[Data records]
==========

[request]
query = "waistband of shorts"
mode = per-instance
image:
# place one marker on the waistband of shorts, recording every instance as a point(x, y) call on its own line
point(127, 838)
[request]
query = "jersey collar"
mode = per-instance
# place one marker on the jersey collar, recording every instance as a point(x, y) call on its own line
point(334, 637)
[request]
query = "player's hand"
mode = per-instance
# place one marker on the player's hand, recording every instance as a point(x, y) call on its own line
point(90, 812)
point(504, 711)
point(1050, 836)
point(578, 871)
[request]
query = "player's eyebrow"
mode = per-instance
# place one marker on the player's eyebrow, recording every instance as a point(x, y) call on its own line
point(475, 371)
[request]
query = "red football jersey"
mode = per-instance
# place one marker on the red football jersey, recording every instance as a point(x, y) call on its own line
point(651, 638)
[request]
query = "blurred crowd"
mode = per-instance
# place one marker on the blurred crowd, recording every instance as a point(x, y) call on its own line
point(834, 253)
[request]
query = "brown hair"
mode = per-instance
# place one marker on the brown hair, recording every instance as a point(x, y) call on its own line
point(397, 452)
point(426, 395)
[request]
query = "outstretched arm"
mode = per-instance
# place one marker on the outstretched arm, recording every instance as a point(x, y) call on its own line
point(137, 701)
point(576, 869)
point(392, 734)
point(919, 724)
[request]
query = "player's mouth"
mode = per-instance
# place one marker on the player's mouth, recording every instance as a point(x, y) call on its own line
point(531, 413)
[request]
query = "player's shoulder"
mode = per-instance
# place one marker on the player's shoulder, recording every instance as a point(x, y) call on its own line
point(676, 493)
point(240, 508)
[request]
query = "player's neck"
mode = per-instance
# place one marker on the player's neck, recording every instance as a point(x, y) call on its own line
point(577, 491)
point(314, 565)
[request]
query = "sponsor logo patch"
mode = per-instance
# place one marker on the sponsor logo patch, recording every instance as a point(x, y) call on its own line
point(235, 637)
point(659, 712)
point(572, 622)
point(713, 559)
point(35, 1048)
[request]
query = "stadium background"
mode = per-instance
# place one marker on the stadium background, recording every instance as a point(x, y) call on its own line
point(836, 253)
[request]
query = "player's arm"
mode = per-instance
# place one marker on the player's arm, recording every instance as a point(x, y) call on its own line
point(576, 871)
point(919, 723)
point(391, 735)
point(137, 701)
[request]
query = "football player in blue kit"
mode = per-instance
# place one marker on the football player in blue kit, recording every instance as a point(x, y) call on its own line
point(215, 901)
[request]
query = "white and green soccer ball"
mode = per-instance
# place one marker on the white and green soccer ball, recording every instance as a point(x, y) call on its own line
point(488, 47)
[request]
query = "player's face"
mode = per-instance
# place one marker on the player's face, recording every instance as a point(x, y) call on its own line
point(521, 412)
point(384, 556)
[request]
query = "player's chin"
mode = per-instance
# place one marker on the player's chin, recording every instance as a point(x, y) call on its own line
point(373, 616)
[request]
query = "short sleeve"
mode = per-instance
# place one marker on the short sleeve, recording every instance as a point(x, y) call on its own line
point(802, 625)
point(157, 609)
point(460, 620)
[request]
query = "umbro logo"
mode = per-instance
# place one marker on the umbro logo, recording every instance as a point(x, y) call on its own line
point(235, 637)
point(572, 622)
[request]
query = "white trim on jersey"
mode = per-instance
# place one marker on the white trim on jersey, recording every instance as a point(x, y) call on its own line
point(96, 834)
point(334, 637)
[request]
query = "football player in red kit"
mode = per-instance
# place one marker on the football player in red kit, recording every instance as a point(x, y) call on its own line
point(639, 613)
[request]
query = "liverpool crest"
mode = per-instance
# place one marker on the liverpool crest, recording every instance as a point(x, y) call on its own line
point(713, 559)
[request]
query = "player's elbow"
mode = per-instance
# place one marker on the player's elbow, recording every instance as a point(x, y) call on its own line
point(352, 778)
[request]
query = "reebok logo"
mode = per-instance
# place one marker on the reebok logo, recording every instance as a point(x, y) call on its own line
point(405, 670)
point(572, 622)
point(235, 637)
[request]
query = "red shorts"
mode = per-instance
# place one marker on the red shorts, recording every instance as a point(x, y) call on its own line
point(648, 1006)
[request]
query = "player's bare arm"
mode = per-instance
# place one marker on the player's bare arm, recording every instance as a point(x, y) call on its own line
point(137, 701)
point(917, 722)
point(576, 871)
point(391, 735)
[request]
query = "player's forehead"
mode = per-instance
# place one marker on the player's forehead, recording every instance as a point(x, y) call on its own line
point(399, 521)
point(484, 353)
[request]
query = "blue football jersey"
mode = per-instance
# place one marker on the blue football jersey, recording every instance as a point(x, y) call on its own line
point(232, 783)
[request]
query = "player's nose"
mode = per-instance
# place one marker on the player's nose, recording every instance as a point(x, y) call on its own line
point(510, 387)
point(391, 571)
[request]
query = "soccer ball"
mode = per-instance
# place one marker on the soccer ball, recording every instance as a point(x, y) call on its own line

==========

ABOUT THIS TASK: Repeat all the entries word for word.

WRITTEN ANSWER:
[request]
query = "waistband of shorts"
mode = per-instance
image:
# place one marker on the waistband of shorts, recording every instance as a point(x, y) call on its own line
point(127, 838)
[request]
query = "jersey collar"
mode = per-instance
# place one marker on the jersey collar, recording every instance as a point(x, y) call on its own line
point(334, 637)
[request]
query = "player's hand"
mode = per-instance
# place one marker on the player's hand, recording every instance as a point(x, y) call on its own line
point(90, 812)
point(504, 711)
point(1050, 836)
point(578, 871)
[request]
query = "player's eyebrow"
mode = per-instance
# place one marker on the player's eyebrow, recording every instance as a point(x, y) call on its own line
point(475, 371)
[request]
query = "red football jersey"
mode = per-instance
# place one marker on the red football jersey, recording every instance as a point(x, y) call on its own line
point(651, 638)
[request]
query = "blurred crowd"
mode = per-instance
# place one marker on the blurred crowd, recording every instance as a point(x, y) call on its own line
point(834, 253)
[request]
query = "brown hair"
mode = per-instance
# place one marker on the brown hair, recording every instance as a point(x, y) call on its own line
point(397, 452)
point(426, 395)
[request]
query = "outstretched arm"
mode = per-instance
# place one marker on the outstretched arm, recording every instance as a point(x, y) call on its own line
point(137, 701)
point(576, 869)
point(392, 734)
point(919, 724)
[request]
query = "player's mouth"
mode = per-instance
# place one marker on the player's mouth, recording every instance as a point(x, y) call on its own line
point(531, 413)
[request]
query = "player's shoulder"
mode = per-instance
# place one marker on the player's shoulder, recording every instance as a point(x, y) call on its own line
point(676, 493)
point(240, 508)
[request]
query = "player's neck"
mode = per-instance
# place one marker on the player's neck, recording every instance as a point(x, y) call on its own line
point(577, 491)
point(314, 565)
[request]
query = "sponsor logo patch"
mode = per-instance
# place one marker on the sponsor logo patch, recording every instance as a point(x, y) call on its own line
point(235, 637)
point(659, 712)
point(572, 622)
point(713, 559)
point(35, 1048)
[request]
query = "stadium background"
mode = per-instance
# place one marker on the stadium background, recording every instance as a point(x, y) call on its own line
point(836, 253)
[request]
query = "player's arm"
mode = per-instance
# place one marker on the player's arm, recording every instance as a point(x, y) call on its own line
point(576, 871)
point(919, 723)
point(391, 735)
point(137, 701)
[request]
query = "football player in blue kit"
mode = per-instance
# place one marker on the football player in blue kit, recording every instance as a point(x, y) call on its own line
point(215, 901)
[request]
query = "white and green soccer ball"
mode = per-instance
# place one marker on the white and green soccer ball, recording every instance as a point(x, y) call on its own line
point(488, 47)
[request]
query = "player's face"
mode = per-instance
# place one marker on the player's face, recording every instance as a point(x, y) call on its own line
point(521, 412)
point(384, 556)
[request]
query = "player's chin"
mode = per-instance
# place one marker on the player's chin, recording every instance as a point(x, y) call on its own line
point(373, 616)
[request]
query = "short sleeve"
mode = per-instance
# place one marker on the short sleeve, recording every instance as a point(x, y) call on its own line
point(802, 625)
point(157, 609)
point(460, 620)
[request]
query = "umbro logo"
mode = per-instance
# place one marker on the umbro logo, recording every instance as a point(x, y) call on its own line
point(235, 637)
point(572, 622)
[request]
query = "white trim on jersey"
mode = per-instance
# place one marker on the white trim on jersey, recording every instance as a point(x, y) call on its own line
point(96, 834)
point(334, 637)
[request]
query = "football player in red kit"
mode = per-instance
# place one marker on the football player in red kit, recording every instance as a point(x, y) call on its own line
point(639, 613)
[request]
query = "liverpool crest"
mode = per-instance
# place one marker on the liverpool crest, recording every instance as a point(x, y) call on its own line
point(713, 559)
[request]
query = "player's elbow"
mode = per-instance
# place one marker on the player's elbow, recording every instance as a point(x, y) call on its own line
point(352, 778)
[request]
query = "reebok logo"
mode = per-instance
# place one marker on the reebok logo, recording every instance as a point(x, y) call on its own line
point(405, 670)
point(572, 622)
point(235, 637)
[request]
query = "red shorts"
mode = per-instance
# place one marker on the red shorts, recording every instance as a point(x, y) call on its own line
point(648, 1006)
[request]
query = "player's bare arm"
mode = per-instance
# place one marker on the player's bare arm, recording every instance as a point(x, y) call on its own line
point(137, 701)
point(917, 722)
point(576, 871)
point(391, 735)
[request]
query = "player's forehead"
mode = per-instance
# place one marker on the player's forehead, recording every instance as a point(x, y) call on its own line
point(399, 521)
point(484, 353)
[request]
query = "blue football jersey"
mode = per-instance
# place one marker on the blue football jersey, recording every instance as a point(x, y) call on its own line
point(232, 783)
[request]
query = "player's nose"
mode = per-instance
# place one marker on the player's nose, recording every instance as a point(x, y) call on its own line
point(510, 387)
point(391, 571)
[request]
query = "soccer ball"
mode = per-instance
# place one marker on the soccer ball, recording every instance as a point(x, y) call on its own line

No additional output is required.